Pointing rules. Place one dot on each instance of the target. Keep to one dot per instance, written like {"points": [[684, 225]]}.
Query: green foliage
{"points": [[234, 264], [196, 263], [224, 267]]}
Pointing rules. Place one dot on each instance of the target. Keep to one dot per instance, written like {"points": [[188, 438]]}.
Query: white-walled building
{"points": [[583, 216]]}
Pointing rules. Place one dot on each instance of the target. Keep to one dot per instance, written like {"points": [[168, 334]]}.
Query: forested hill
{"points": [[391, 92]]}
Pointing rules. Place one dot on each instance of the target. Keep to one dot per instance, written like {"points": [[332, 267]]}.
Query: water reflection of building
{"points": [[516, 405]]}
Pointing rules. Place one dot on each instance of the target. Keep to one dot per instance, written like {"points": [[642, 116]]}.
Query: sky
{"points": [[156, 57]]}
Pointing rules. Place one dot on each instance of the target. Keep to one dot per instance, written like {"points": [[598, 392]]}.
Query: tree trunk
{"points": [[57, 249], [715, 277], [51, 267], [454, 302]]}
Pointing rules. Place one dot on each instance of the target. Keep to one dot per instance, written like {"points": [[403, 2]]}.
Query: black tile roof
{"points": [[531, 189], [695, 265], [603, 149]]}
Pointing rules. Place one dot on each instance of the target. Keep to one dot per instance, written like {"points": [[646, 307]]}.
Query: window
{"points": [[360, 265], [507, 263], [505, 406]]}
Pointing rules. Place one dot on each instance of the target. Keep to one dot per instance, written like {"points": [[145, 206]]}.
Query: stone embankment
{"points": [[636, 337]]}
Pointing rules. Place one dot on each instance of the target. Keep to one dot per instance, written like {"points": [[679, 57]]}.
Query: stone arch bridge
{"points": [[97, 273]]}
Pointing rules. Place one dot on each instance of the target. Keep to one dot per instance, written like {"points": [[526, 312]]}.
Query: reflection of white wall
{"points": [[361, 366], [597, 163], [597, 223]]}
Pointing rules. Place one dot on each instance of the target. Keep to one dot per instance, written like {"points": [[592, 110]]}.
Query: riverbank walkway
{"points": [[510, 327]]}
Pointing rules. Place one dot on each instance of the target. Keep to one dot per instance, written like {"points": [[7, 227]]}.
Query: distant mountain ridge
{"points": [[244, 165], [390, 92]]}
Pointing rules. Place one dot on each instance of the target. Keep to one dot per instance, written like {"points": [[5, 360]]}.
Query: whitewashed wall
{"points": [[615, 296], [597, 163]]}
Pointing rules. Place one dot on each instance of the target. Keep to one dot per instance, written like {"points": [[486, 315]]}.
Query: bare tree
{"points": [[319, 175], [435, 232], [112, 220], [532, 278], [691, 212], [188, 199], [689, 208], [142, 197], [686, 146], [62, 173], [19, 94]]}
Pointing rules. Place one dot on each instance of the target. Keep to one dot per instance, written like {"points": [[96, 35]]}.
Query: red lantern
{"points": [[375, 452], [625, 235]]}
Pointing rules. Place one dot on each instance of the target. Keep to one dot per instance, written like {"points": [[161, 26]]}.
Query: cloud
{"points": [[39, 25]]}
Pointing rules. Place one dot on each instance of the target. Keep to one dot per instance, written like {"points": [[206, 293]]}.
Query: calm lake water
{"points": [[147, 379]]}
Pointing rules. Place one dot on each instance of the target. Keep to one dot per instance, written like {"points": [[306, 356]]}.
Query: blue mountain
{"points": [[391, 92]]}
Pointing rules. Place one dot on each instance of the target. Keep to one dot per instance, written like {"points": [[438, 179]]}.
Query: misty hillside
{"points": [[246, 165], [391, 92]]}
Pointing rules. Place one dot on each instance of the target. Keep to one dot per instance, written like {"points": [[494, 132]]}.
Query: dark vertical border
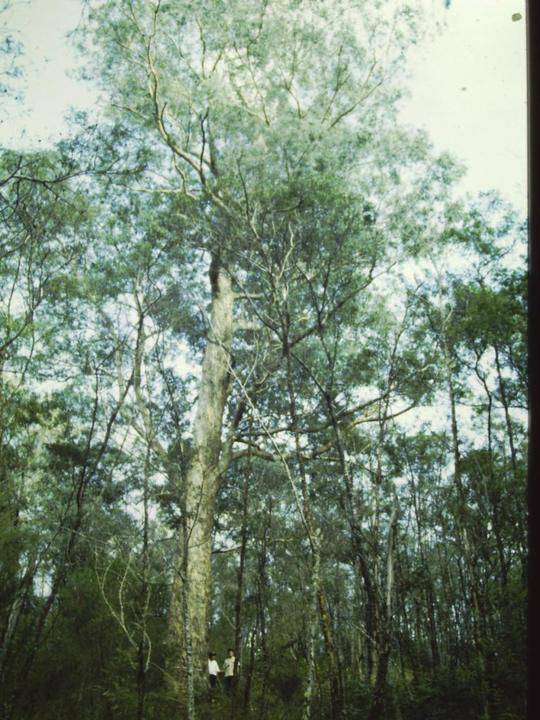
{"points": [[533, 57]]}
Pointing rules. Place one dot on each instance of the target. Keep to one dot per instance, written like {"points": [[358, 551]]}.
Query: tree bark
{"points": [[203, 473]]}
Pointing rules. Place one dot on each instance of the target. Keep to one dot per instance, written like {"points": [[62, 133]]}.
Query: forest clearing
{"points": [[263, 384]]}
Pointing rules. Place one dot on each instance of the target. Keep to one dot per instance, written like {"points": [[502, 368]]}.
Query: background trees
{"points": [[262, 386]]}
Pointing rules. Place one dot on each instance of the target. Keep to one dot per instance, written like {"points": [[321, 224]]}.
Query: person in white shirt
{"points": [[213, 669], [229, 668]]}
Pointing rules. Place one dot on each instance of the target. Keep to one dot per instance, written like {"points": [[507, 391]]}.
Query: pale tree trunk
{"points": [[202, 476]]}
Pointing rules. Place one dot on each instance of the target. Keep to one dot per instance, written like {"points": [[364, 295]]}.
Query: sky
{"points": [[467, 84]]}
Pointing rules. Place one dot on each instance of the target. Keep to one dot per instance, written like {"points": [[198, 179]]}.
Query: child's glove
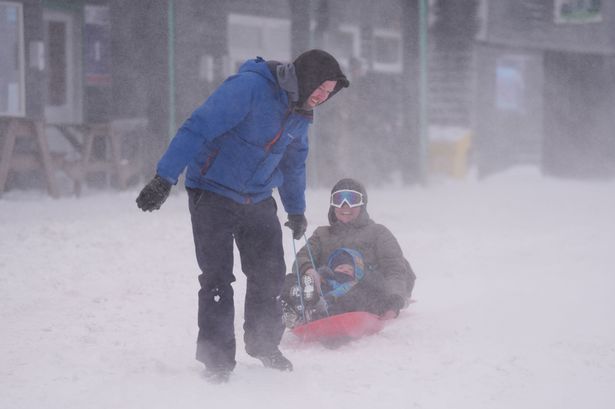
{"points": [[393, 303]]}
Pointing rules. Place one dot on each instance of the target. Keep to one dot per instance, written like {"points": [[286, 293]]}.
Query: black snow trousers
{"points": [[255, 228]]}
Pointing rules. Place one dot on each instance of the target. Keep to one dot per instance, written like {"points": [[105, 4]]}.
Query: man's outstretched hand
{"points": [[298, 224], [153, 194]]}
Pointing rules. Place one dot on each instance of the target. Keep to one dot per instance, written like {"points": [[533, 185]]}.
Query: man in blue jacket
{"points": [[248, 137]]}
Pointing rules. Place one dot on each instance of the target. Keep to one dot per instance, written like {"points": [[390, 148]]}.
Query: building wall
{"points": [[532, 23]]}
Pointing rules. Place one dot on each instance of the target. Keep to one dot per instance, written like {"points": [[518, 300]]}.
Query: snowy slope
{"points": [[515, 297]]}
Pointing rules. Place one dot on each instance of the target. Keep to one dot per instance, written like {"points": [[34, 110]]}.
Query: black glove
{"points": [[298, 224], [393, 303], [153, 194]]}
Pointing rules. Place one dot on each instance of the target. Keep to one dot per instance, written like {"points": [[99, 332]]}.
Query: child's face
{"points": [[347, 214], [345, 269]]}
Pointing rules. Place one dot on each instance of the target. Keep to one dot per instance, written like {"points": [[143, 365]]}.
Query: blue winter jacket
{"points": [[243, 142]]}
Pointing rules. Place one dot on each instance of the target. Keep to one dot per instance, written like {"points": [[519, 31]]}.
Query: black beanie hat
{"points": [[314, 67]]}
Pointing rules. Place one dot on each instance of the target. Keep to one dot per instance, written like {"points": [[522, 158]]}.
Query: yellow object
{"points": [[450, 156]]}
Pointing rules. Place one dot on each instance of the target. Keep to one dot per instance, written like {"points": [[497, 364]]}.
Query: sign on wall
{"points": [[97, 33], [578, 11]]}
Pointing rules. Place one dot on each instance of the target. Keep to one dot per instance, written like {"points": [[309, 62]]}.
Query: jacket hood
{"points": [[259, 66], [350, 184], [314, 67]]}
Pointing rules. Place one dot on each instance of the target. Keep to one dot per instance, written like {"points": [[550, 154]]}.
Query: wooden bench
{"points": [[13, 129]]}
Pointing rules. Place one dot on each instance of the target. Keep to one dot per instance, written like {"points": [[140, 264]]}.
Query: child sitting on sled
{"points": [[353, 264]]}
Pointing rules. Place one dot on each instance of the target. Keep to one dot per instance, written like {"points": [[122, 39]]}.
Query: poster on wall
{"points": [[510, 84], [97, 39], [578, 11]]}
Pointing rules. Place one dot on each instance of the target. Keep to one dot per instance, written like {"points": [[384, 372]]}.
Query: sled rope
{"points": [[299, 282], [322, 297]]}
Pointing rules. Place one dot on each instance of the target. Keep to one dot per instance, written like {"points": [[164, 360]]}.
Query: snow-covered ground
{"points": [[515, 303]]}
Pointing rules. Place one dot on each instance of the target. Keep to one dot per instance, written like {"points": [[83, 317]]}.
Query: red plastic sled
{"points": [[348, 325]]}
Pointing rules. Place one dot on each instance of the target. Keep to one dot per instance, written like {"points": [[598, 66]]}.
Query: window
{"points": [[344, 43], [387, 51], [12, 72], [252, 36]]}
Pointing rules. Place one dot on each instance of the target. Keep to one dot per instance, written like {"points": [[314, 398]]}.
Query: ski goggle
{"points": [[351, 197]]}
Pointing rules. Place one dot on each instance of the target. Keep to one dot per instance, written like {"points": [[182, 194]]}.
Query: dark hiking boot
{"points": [[217, 376], [276, 360]]}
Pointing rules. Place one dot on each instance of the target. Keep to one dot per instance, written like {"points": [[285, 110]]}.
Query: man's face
{"points": [[320, 95]]}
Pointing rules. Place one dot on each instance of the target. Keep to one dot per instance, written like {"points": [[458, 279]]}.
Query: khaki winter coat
{"points": [[387, 272]]}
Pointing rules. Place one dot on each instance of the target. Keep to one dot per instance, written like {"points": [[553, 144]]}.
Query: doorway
{"points": [[63, 82]]}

_____

GIVEN TASK:
Gather every line of the records above that contains the word "reflection", copying each such line in full.

CORRECT RESULT:
Query: water reflection of building
Query: reflection of white wall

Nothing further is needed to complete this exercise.